§ Information given:
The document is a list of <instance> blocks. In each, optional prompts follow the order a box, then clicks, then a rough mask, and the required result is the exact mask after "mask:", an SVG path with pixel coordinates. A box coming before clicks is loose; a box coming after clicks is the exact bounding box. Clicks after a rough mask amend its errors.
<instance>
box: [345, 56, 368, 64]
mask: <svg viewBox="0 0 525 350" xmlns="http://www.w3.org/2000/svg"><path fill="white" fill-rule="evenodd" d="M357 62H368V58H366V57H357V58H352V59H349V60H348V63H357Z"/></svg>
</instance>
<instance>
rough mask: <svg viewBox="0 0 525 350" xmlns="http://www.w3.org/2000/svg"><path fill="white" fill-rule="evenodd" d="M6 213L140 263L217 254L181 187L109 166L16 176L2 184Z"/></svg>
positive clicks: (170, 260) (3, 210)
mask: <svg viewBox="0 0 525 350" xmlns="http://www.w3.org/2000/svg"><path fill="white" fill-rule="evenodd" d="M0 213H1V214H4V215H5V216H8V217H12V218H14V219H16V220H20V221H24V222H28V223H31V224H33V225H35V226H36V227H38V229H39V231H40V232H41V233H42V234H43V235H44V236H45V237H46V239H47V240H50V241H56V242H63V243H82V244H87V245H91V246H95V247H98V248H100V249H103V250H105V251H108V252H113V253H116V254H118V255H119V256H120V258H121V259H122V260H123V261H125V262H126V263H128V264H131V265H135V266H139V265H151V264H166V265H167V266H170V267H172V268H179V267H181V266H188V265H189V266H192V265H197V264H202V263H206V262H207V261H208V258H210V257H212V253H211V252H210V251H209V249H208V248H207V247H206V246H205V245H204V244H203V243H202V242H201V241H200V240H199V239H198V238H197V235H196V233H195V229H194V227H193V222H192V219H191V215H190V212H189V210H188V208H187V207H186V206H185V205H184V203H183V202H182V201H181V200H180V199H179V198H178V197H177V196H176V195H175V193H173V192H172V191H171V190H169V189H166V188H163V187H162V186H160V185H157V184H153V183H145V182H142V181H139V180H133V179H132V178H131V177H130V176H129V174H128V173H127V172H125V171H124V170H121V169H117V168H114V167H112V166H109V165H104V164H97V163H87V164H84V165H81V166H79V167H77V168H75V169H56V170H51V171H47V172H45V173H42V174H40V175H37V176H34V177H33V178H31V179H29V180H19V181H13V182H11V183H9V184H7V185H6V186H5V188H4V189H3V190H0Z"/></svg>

§ Problem details: The word "instance" is the filter: copy every line of the listing above that contains it.

§ Exercise output:
The document is a list of <instance> blocks. In each, optional prompts follow the order a box, then clicks, then a rough mask, and the required result is the exact mask after "mask:", an SVG path with pixel coordinates. A box coming before clicks is loose; a box coming after clicks is the exact bounding box. Clicks after a rough mask amend its errors.
<instance>
</instance>
<instance>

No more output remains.